[BEGIN Selected extract]
Like most of the other POWs, he was released in 1973.

Today, they're still tight. "If you've walked through a fire together like that, you've shared an experience very few people can relate to," says McNish, who was in a cell next to McCain's in the prison known as the Hanoi Hilton.

Almost all of McCain's former fellow captives like and respect him, even when they disagree. "I know him as a man, and that's most important," says Bill Austin, a former fighter pilot downed a few weeks before McCain. "He is who he says he is."

A few are more liberal than McCain; many are more conservative. Leo Thorsness of Madison, Ala., who shared a cell with him, differs on immigration — "I told him, 'Fix our borders first' " — and Brunstrom did not vote for McCain in the Florida primary because he was "too close to the middle."

Although their fraternity transcends — and to some extent disdains — politics, it has become enmeshed in the presidential campaign.

About two dozen former POWs are at the convention as McCain surrogates. On Tuesday night, one former POW, Robert Certain, gave the invocation; while another, Virginia delegate Orson Swindle, took the stage to ask POWs in the hall to rise. They received a standing ovation.

At least one former POW says he won't vote for McCain. Phillip Butler, a former Navy pilot shot down in 1965 who now lives in Monterey, Calif., lived across the hall from McCain at the U.S. Naval Academy. "I like and respect John as a person, but even if he were my blood brother, I would not vote for him," he says. "On Election Day, fitness to be president trumps everything."
[END Selected extract]
Set of tasks:
1) Answer the following questions using the article on McCain's former fellow POWs.
(a) In what year were most of the POWs released?
(b) Which former POW gave the invocation on Tuesday night?
(c) Where does Phillip Butler now live?
2) Name every person whose own words are quoted in the article on McCain's former fellow POWs.
3) Pick up the article on McCain's former fellow POWs after its last sentence and continue it.
[BEGIN Given entries]
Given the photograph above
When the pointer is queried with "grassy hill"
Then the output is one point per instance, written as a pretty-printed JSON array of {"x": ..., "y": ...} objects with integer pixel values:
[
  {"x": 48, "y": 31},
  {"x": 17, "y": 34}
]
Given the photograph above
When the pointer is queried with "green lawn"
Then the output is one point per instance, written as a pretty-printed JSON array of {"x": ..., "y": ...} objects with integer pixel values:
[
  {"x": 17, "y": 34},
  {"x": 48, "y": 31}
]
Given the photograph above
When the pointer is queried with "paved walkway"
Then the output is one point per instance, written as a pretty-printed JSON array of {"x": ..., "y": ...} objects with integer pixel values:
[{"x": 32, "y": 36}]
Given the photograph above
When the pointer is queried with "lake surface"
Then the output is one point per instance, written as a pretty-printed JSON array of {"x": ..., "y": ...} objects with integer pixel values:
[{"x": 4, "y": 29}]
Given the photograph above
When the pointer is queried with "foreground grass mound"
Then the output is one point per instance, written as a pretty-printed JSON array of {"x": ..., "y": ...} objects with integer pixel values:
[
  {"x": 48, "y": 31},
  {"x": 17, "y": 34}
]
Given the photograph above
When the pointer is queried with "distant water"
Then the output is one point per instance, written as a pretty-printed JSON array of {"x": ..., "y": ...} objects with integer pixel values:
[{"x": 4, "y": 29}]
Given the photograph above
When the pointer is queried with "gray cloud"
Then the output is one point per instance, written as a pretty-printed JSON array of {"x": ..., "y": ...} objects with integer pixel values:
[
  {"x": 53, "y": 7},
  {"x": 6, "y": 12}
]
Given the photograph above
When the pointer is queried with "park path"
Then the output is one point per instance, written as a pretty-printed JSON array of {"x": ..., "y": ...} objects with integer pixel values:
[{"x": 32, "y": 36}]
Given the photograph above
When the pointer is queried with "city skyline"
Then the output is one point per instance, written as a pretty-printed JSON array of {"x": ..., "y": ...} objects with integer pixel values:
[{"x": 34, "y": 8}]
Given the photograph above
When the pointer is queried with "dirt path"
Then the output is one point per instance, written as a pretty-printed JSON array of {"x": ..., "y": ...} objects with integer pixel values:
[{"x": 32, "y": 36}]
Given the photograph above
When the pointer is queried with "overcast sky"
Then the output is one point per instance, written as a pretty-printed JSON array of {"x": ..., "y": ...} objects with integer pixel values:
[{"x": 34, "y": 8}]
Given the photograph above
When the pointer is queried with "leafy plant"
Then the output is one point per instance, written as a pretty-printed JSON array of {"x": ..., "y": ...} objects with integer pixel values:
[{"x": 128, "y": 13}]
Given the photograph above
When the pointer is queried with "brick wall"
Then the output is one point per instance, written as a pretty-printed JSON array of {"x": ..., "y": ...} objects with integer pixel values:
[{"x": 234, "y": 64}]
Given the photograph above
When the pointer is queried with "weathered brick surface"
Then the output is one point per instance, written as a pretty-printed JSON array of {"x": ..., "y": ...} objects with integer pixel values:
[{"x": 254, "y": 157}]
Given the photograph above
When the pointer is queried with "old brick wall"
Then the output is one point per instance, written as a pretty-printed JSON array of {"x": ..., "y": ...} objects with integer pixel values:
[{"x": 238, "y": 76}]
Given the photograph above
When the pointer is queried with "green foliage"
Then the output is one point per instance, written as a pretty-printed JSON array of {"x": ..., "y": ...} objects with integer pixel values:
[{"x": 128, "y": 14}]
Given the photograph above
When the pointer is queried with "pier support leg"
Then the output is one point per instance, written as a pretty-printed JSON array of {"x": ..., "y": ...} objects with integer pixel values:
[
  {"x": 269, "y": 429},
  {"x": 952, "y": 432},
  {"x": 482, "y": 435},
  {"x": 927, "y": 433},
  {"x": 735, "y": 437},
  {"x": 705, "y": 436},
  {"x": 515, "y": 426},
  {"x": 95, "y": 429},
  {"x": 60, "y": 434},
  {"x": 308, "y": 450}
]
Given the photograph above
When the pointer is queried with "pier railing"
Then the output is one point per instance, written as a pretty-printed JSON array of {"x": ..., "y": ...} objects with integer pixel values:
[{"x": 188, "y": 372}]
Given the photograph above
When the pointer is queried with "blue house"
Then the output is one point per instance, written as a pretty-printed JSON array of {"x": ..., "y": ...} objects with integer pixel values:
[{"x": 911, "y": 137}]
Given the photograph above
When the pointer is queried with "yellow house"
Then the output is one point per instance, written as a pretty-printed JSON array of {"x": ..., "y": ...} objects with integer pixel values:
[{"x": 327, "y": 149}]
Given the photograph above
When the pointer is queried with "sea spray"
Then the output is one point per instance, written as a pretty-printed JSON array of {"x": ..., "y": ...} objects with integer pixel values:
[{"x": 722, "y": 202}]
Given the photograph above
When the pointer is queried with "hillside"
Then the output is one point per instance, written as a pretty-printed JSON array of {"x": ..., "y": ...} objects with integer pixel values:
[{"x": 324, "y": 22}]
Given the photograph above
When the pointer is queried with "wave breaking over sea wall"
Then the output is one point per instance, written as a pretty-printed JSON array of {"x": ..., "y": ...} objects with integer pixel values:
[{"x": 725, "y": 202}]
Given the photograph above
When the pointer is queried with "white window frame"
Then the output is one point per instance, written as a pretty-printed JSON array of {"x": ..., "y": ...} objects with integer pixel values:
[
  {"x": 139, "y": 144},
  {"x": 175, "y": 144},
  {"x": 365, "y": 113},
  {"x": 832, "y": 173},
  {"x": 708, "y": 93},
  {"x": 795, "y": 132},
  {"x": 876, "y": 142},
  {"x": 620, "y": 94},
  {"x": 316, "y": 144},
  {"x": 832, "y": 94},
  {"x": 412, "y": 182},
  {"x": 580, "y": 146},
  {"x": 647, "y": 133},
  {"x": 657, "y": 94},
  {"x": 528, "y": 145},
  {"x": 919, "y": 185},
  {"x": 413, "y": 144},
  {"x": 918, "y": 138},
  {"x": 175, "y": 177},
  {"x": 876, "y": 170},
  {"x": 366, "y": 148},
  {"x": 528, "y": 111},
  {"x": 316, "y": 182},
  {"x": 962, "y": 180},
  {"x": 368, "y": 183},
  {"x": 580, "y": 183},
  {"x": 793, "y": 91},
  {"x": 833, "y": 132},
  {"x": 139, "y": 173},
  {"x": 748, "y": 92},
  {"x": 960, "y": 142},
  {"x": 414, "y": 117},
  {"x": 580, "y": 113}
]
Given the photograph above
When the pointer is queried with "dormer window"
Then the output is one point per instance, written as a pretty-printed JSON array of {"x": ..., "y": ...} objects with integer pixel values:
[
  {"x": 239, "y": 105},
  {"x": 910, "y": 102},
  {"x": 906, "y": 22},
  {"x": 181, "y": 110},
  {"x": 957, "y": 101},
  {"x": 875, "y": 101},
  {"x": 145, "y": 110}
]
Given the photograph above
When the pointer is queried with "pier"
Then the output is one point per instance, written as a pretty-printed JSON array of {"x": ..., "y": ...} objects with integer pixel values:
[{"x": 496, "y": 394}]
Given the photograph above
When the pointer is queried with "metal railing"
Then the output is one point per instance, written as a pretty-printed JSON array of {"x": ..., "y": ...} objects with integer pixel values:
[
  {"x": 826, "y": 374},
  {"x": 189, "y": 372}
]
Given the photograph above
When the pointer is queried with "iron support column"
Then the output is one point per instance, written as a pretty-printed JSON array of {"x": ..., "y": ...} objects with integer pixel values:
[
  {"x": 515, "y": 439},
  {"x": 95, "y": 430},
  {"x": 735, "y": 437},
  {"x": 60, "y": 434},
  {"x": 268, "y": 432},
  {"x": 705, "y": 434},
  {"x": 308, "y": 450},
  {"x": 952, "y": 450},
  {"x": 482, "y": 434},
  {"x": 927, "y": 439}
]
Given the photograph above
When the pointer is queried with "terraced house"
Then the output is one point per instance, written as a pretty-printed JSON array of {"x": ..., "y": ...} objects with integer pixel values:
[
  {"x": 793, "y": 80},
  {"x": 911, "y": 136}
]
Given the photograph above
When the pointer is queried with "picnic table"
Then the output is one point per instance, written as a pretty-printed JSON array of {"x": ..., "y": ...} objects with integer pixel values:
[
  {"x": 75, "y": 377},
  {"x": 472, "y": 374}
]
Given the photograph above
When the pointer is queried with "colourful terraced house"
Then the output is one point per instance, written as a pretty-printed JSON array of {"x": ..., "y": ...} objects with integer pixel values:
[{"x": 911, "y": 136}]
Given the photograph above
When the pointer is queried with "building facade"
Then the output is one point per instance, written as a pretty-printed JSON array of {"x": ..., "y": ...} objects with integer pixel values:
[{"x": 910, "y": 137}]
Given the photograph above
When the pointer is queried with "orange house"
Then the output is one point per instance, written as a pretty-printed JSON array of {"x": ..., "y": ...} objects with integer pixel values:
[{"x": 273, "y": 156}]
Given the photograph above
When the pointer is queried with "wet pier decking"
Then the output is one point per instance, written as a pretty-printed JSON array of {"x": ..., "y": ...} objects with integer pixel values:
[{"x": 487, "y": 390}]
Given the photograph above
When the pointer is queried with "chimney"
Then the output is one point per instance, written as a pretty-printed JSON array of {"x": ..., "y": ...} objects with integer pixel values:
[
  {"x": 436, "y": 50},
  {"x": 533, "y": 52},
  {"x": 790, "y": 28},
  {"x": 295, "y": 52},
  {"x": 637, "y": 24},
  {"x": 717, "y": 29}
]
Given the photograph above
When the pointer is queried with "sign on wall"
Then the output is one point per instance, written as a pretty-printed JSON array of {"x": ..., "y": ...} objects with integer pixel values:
[END Given entries]
Exercise responses:
1)
(a) 1973
(b) Robert Certain
(c) Monterey, Calif.

2) McNish, Bill Austin, Leo Thorsness, Brunstrom, Phillip Butler

3)
Butler faults McCain's temper, age and stand on issues such as Iraq. He also says that many other POWs besides McCain turned down a chance for early release, and accuses him of using his imprisonment for political advantage: "He was just one of the guys, nothing special until the media started making him the hero, and he played along."

McCain talked about his POW experience in his stump speech in 2000, and in recent weeks he or his aides have brought it into discussions of the candidates' national security credentials and McCain's uncertainty about how many residences his family owns.

Most POWs are puzzled why anyone would think they could understand McCain without understanding what he went through. "What came out of that is going to affect our lives forever," Austin says, "some for good, some for bad."

Paradoxically, his old comrades are among the few Americans not in awe of what McCain survived; many were held longer or tortured harder. They love McCain not because he's exceptional, but because he's one of the gang.

Those whose capture preceded his make a joke: "I didn't meet John McCain in prison. John McCain met me."